"""
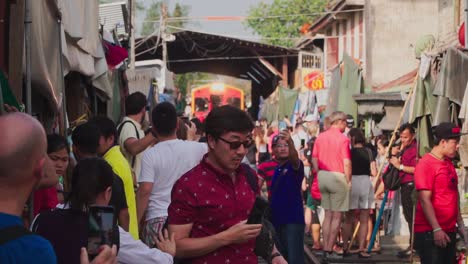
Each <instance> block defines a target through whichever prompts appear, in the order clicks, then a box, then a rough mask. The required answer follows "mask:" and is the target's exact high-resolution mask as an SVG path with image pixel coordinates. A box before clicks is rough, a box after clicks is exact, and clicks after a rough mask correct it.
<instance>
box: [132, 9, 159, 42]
mask: <svg viewBox="0 0 468 264" xmlns="http://www.w3.org/2000/svg"><path fill="white" fill-rule="evenodd" d="M155 24H156V23H155ZM161 25H162V17H160V20H159V26H158V29H155V30H154V31H153V33H151V34H149V35H148V36H146V37H145V38H143V39H141V40H139V41H138V42H137V43H136V44H135V49H137V48H138V47H140V46H141V45H142V44H143V42H145V41H147V40H148V39H150V38H151V37H152V36H156V35H155V33H156V31H158V34H157V36H158V40H157V41H156V43H157V42H159V36H160V35H161Z"/></svg>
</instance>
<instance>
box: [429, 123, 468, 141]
mask: <svg viewBox="0 0 468 264" xmlns="http://www.w3.org/2000/svg"><path fill="white" fill-rule="evenodd" d="M466 134H468V133H461V129H460V128H459V127H457V126H456V125H455V124H454V123H449V122H444V123H440V124H439V125H438V126H437V127H436V128H435V129H434V136H435V137H436V138H437V139H439V140H440V139H451V138H459V137H460V136H463V135H466Z"/></svg>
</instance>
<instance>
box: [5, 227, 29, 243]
mask: <svg viewBox="0 0 468 264" xmlns="http://www.w3.org/2000/svg"><path fill="white" fill-rule="evenodd" d="M32 234H33V233H32V232H30V231H29V230H27V229H26V228H25V227H24V226H20V225H16V226H9V227H5V228H2V229H0V246H1V245H3V244H6V243H8V242H10V241H13V240H16V239H18V238H20V237H23V236H27V235H32Z"/></svg>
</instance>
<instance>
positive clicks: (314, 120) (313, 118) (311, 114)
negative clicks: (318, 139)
mask: <svg viewBox="0 0 468 264" xmlns="http://www.w3.org/2000/svg"><path fill="white" fill-rule="evenodd" d="M317 120H318V118H317V117H316V115H313V114H310V115H307V116H306V117H305V118H304V122H314V121H317Z"/></svg>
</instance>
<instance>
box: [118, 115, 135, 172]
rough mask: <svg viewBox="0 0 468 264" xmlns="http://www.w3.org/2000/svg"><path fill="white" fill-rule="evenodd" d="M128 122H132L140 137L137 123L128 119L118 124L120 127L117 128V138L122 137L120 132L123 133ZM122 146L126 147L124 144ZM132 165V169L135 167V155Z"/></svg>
mask: <svg viewBox="0 0 468 264" xmlns="http://www.w3.org/2000/svg"><path fill="white" fill-rule="evenodd" d="M127 123H130V124H132V126H133V127H134V128H135V134H136V135H137V139H140V134H138V129H137V128H136V126H135V124H133V122H132V121H130V120H126V121H124V122H122V124H120V125H119V126H118V128H117V138H120V134H121V133H122V129H123V127H124V125H125V124H127ZM122 147H124V146H122ZM130 165H131V166H132V167H131V168H132V169H133V168H134V167H135V156H133V158H132V164H130Z"/></svg>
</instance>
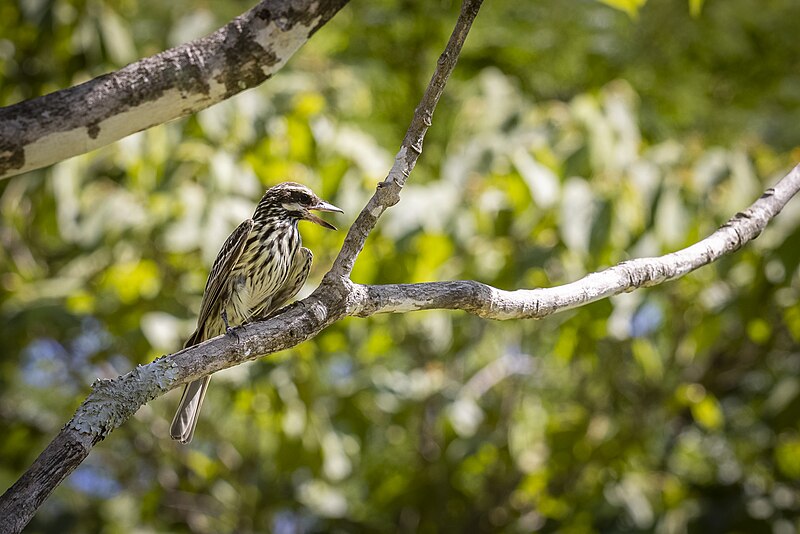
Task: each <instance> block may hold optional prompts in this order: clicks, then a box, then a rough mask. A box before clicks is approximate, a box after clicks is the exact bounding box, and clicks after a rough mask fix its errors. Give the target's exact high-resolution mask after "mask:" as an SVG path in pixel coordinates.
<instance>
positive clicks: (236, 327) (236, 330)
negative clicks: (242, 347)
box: [225, 326, 242, 343]
mask: <svg viewBox="0 0 800 534" xmlns="http://www.w3.org/2000/svg"><path fill="white" fill-rule="evenodd" d="M241 328H242V327H241V326H226V327H225V335H226V336H231V337H232V338H234V339H235V340H236V343H239V341H241V340H240V339H239V333H238V330H239V329H241Z"/></svg>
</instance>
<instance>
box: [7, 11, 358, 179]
mask: <svg viewBox="0 0 800 534" xmlns="http://www.w3.org/2000/svg"><path fill="white" fill-rule="evenodd" d="M347 2H348V0H316V1H315V0H263V1H262V2H260V3H259V4H258V5H256V6H255V7H254V8H252V9H251V10H250V11H248V12H246V13H244V14H243V15H240V16H239V17H236V18H235V19H234V20H232V21H231V22H229V23H228V24H226V25H225V26H223V27H222V28H220V29H219V30H217V31H216V32H214V33H212V34H211V35H209V36H207V37H203V38H201V39H197V40H195V41H192V42H189V43H186V44H184V45H181V46H178V47H176V48H172V49H170V50H167V51H165V52H162V53H160V54H157V55H155V56H152V57H149V58H145V59H142V60H140V61H137V62H136V63H132V64H130V65H128V66H127V67H124V68H122V69H120V70H118V71H116V72H113V73H110V74H105V75H103V76H99V77H97V78H95V79H93V80H90V81H88V82H86V83H83V84H80V85H77V86H75V87H71V88H69V89H64V90H61V91H56V92H55V93H50V94H48V95H45V96H42V97H39V98H34V99H32V100H27V101H25V102H20V103H19V104H14V105H12V106H8V107H5V108H0V178H2V177H7V176H13V175H15V174H20V173H23V172H27V171H30V170H33V169H38V168H40V167H44V166H46V165H50V164H52V163H55V162H58V161H61V160H64V159H67V158H70V157H72V156H75V155H78V154H82V153H84V152H88V151H90V150H94V149H95V148H99V147H101V146H104V145H107V144H108V143H111V142H113V141H116V140H118V139H121V138H123V137H125V136H127V135H130V134H132V133H135V132H138V131H141V130H144V129H146V128H150V127H151V126H155V125H157V124H162V123H164V122H167V121H170V120H172V119H176V118H178V117H183V116H185V115H189V114H191V113H194V112H196V111H200V110H202V109H205V108H207V107H209V106H211V105H213V104H216V103H217V102H220V101H222V100H225V99H227V98H230V97H231V96H233V95H235V94H237V93H239V92H241V91H243V90H245V89H249V88H252V87H256V86H257V85H259V84H261V83H262V82H263V81H265V80H266V79H267V78H269V77H271V76H272V75H273V74H274V73H275V72H277V71H278V70H279V69H280V68H281V67H282V66H283V65H284V64H285V63H286V61H287V60H288V59H289V57H291V55H292V54H294V52H295V51H296V50H297V49H298V48H300V46H301V45H302V44H303V43H305V42H306V41H307V40H308V38H309V37H311V35H313V34H314V32H316V31H317V30H318V29H319V28H320V27H321V26H322V25H323V24H325V23H326V22H328V20H330V19H331V17H333V15H335V14H336V13H337V12H338V11H339V10H340V9H341V8H342V7H343V6H344V5H345V4H346V3H347Z"/></svg>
"""
Looking at the entries above, report how many of their lines include "high", and add nothing else.

2